[Referring expression data]
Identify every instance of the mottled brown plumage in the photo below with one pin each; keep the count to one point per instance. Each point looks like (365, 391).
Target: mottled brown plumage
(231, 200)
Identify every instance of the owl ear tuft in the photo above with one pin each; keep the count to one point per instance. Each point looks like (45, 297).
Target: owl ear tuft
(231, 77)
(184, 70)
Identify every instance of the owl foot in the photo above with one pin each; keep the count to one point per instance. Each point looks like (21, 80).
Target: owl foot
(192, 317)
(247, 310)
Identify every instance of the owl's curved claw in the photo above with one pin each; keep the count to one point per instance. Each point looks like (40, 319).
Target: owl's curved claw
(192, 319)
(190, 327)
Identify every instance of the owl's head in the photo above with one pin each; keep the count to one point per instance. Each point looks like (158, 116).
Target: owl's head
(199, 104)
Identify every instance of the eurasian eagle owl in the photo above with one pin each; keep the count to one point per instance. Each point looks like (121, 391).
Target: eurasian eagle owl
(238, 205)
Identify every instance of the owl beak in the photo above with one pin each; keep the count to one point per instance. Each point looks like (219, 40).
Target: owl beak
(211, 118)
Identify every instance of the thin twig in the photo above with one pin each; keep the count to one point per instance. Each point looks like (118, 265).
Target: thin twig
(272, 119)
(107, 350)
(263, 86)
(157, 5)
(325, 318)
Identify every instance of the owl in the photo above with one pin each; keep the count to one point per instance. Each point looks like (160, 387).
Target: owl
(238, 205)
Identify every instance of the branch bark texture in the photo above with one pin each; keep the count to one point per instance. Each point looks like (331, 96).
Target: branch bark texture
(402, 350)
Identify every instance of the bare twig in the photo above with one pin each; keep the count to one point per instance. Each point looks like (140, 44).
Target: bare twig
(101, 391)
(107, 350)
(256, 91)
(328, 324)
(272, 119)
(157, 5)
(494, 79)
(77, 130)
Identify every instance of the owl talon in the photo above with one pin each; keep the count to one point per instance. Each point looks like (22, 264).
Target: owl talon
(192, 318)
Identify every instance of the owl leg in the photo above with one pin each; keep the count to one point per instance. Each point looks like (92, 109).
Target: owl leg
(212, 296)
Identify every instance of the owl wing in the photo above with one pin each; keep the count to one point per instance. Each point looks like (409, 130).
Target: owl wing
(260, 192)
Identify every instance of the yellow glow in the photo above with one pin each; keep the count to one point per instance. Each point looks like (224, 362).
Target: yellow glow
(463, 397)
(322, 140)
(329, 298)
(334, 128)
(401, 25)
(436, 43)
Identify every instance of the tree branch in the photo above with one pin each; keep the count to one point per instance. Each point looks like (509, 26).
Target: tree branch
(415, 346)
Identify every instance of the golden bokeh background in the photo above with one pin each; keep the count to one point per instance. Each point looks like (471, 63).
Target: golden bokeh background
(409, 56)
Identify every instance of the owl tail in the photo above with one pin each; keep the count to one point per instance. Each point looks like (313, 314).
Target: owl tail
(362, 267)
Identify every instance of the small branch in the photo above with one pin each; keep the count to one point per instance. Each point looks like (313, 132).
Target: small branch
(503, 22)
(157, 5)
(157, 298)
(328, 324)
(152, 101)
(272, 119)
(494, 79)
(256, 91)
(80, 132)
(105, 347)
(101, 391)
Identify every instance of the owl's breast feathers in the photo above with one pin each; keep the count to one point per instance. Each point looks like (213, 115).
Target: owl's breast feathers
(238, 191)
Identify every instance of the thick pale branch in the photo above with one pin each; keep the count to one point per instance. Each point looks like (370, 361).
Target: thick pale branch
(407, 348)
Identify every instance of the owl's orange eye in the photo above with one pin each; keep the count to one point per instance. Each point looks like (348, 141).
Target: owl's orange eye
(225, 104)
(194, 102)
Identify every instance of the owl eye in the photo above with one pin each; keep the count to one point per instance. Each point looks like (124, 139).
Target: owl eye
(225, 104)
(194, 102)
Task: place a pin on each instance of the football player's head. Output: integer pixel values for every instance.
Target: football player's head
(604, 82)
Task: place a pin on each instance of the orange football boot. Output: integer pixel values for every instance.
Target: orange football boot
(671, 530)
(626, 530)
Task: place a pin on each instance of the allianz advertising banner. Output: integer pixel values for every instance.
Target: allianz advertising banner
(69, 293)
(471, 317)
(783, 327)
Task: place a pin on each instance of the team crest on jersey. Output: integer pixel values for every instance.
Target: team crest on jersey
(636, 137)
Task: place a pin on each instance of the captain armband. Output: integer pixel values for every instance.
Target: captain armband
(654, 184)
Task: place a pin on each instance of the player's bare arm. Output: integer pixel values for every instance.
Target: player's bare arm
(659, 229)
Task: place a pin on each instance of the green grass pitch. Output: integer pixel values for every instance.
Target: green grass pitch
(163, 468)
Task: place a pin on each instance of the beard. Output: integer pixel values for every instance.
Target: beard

* Exercise aim
When a line in the records above contains the word "beard", copy it.

* Final answer
Task: place a pin on each instance of the beard. Output: integer pixel values for every instance.
Target: beard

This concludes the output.